Records to process ::
■ ■ ■ ■ ■

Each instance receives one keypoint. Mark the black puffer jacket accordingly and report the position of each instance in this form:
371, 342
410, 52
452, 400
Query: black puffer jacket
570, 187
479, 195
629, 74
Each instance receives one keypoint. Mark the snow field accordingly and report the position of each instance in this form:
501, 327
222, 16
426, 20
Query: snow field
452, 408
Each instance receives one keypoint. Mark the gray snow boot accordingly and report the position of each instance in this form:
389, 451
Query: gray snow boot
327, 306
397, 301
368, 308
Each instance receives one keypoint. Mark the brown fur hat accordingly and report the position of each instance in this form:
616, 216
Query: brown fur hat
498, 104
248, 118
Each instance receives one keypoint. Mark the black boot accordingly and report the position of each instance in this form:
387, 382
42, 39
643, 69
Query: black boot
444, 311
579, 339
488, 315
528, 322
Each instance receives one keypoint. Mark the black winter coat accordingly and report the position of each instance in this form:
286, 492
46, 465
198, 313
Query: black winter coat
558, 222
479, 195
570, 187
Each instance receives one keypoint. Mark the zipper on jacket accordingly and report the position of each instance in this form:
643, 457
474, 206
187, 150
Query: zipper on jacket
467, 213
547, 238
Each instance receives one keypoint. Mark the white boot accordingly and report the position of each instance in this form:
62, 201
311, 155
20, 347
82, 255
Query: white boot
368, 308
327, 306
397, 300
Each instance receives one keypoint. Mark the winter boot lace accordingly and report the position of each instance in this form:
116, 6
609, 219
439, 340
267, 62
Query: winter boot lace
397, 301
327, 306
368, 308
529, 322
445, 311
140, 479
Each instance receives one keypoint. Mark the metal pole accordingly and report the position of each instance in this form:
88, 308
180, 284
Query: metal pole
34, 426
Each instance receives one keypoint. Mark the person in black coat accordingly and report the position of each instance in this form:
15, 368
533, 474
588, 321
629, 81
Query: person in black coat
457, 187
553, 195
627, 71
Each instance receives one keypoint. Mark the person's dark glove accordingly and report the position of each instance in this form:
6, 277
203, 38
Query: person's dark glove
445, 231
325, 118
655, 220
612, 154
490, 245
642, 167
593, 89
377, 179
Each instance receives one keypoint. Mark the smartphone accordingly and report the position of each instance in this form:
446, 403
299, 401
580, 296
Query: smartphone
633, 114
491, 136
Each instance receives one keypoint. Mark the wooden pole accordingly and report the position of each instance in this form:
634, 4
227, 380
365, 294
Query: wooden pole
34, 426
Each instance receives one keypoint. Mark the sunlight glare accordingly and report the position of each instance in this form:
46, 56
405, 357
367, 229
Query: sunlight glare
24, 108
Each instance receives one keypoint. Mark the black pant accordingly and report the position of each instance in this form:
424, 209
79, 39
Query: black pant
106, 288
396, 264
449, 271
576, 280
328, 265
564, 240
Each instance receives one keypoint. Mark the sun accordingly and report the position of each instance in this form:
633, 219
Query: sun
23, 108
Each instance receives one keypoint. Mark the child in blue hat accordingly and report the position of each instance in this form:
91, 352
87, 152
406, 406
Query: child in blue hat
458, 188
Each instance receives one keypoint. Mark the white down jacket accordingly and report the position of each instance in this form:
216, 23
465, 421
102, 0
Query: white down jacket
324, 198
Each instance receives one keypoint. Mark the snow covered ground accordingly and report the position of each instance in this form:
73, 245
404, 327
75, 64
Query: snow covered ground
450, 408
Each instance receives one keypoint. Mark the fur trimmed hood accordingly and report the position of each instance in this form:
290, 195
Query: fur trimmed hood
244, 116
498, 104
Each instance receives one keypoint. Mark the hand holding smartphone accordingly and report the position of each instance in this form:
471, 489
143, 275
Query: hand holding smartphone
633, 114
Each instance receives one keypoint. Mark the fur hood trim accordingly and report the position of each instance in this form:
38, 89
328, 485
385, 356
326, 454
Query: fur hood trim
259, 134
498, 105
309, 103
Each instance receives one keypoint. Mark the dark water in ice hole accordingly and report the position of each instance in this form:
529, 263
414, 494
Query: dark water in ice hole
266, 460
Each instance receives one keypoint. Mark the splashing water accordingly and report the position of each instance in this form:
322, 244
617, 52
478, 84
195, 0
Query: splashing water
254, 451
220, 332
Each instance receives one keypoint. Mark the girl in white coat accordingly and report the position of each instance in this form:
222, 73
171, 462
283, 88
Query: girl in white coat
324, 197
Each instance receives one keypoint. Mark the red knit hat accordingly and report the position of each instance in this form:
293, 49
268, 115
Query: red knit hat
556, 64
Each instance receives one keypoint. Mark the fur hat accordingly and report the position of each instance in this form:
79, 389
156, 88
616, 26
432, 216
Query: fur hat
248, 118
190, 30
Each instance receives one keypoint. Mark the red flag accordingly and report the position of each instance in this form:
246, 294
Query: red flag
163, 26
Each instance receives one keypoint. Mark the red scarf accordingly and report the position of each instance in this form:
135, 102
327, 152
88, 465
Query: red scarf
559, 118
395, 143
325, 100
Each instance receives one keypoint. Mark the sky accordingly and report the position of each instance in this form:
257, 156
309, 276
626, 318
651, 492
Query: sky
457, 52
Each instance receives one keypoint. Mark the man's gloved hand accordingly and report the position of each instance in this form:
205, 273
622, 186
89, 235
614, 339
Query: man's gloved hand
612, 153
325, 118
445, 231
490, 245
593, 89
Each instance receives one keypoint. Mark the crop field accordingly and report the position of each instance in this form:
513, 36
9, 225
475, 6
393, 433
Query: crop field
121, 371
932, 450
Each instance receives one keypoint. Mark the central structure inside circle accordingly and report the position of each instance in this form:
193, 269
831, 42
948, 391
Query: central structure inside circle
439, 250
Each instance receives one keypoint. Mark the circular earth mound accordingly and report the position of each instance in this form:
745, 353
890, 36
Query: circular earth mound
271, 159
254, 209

■ ■ ■ ■ ■

Task description :: Each entry above is to be printed again exactly.

Exercise response ::
Each instance receives one keypoint. Mark the black puffer jacket accordingly and report the position of each instance in this form:
371, 342
410, 52
452, 400
Query: black puffer jacket
570, 187
479, 195
629, 74
Each instance receives one keypoint. Mark the snow field accordingly and report the position of each instance in this form:
501, 327
222, 16
426, 20
Query: snow field
452, 408
Each instance receives one keypoint. Mark the gray snow boot accordingly and report the position of each instance in this form:
389, 451
Query: gray snow boot
327, 306
397, 301
368, 308
Each instance receives one keypoint. Mark the brown fur hat accordingly and report the position of each instance in this form:
616, 216
Query: brown fur hat
498, 104
248, 118
Each instance receives one keypoint. Mark the black boot accordingly and report the position of each instance in this form:
387, 382
42, 39
643, 69
Query: black boot
444, 311
579, 339
488, 315
528, 322
Each instance receives one keypoint. Mark the black winter coat accordingly and report the position of each instance in this form:
286, 492
46, 465
198, 313
Query: black winter coat
558, 222
479, 195
570, 187
Each instance receives one keypoint. Mark the zipper on jacket accordingly and report the position of each instance in this form:
643, 457
474, 206
187, 150
Query: zipper on jacket
467, 213
547, 238
Each instance receives one keypoint. Mark the white boot accordingly and report the position of each instance in this form:
62, 201
311, 155
20, 347
82, 255
Query: white boot
368, 308
327, 306
397, 300
Each instance receives one keypoint. Mark the winter boot lace accordingly and report the position of each instance in this form:
116, 6
609, 219
439, 340
267, 62
Query: winter boot lace
397, 301
327, 306
368, 308
529, 322
445, 311
140, 479
Each instance receives one keypoint. Mark the metal pole accordingly and report the position of each instance in this form:
88, 308
180, 284
Query: metal pole
34, 426
Each instance receives one keypoint. Mark the person in black coat accordingly and report the position of each instance in this form:
15, 368
533, 474
588, 321
629, 81
Query: person in black coat
457, 187
553, 195
627, 71
Each instance receives one keypoint. Mark the person's dark glove accordingly and report the position of each instance in this form:
6, 277
203, 38
Query: person's dark glove
445, 231
325, 118
655, 220
612, 154
490, 245
642, 167
593, 89
377, 179
Each instance receives one keypoint. Mark the smartphone accordingly and report the position of each instance in this form:
446, 403
299, 401
580, 296
Query: smartphone
633, 114
491, 136
Each instance receives one keypoint. Mark the wooden pole accordingly and report the position of each instance in this form:
634, 4
227, 380
365, 294
Query: wooden pole
34, 426
Each instance receives one keypoint. Mark the sunlight glare accordingly and report the position of each instance in this form:
46, 56
405, 357
367, 229
Query: sunlight glare
24, 108
Each instance receives one keypoint. Mark the black pant accordingly and report the position of each instance in this form:
424, 209
79, 39
Query: black pant
106, 288
396, 264
449, 271
576, 280
328, 265
564, 240
Each instance receives one keypoint. Mark the sun accordingly and report the position of each instance in this form:
633, 219
Query: sun
23, 108
Each instance receives one keypoint. Mark the child in blue hat accordingly and report the position of each instance in this form:
91, 352
87, 152
406, 406
Query: child in blue hat
458, 188
Each instance receives one keypoint. Mark the white down jacket accordingly and report the position of each instance in this form:
216, 23
465, 421
102, 0
Query: white down jacket
324, 198
Each instance receives one keypoint. Mark the snow covered ground accordingly and report the position of each instance in this form:
73, 245
404, 327
75, 64
Query: snow covered ground
450, 408
Each instance receives one keypoint. Mark the fur trimmed hood accordingly and report the position of each instance in this form:
290, 195
Query: fur trimmed hood
244, 116
498, 104
Each instance receives one keypoint. Mark the hand holding smartphone accordingly and report the position of each instance in this form:
471, 489
143, 275
Query: hand holding smartphone
633, 114
Each instance receives one keypoint. Mark the fur hood trim accordingly and report the position of each instance in this form:
38, 89
328, 485
385, 356
326, 454
Query: fur hood trim
259, 134
498, 105
309, 103
Each instance receives one keypoint. Mark the dark water in ice hole accordingly and report the position of each instance in this form:
529, 263
414, 494
Query: dark water in ice hole
266, 460
Each instance receives one keypoint. Mark the splashing water accordingly and report the position of each instance in this form:
322, 244
617, 52
478, 84
195, 0
Query: splashing water
254, 451
220, 332
Each instance receives one keypoint. Mark the girl in white coat accordingly and report the position of each instance in this form:
222, 73
171, 462
283, 88
Query: girl in white coat
324, 197
Each instance receives one keypoint. Mark the red knit hat accordingly and report the position of each instance in this form:
293, 49
268, 115
Query: red knit hat
556, 64
Each instance receives one keypoint. Mark the fur hat accordingly and report the position of each instance in this form:
79, 389
156, 88
616, 26
432, 216
Query: fur hat
248, 118
190, 30
Each instance receives one keypoint. Mark the red flag accordingly and report the position of each instance in this form:
246, 294
Query: red flag
163, 26
Each instance receives one keypoint. Mark the red scarf accordingly and report the position of each instance in this form:
135, 102
327, 152
88, 465
Query: red scarf
559, 118
395, 143
325, 100
Each instance receives one keypoint. Mark the sky accordingly and report the position of each instance in this form:
257, 156
309, 276
626, 318
651, 492
Query: sky
457, 52
Each instance receives one keypoint. Mark the man's gloved hand accordingly and report the position of each instance in this form:
205, 273
622, 186
89, 235
614, 339
Query: man's gloved hand
612, 153
325, 118
445, 231
490, 245
593, 89
Each instance receives one keypoint. Mark the crop field accordingly and report the position of each instance in this form:
513, 36
9, 225
475, 6
393, 433
Query: crop field
121, 371
932, 450
Each instance receives one keypoint. Mark the central structure inside circle accordingly and report the position of each instance in this form:
193, 269
831, 42
948, 391
Query: central structure inside circle
439, 250
Each instance receives one keypoint. Mark the circular earth mound accordingly and report the position of each instance in this form:
745, 353
890, 36
Query: circular earth mound
271, 159
254, 209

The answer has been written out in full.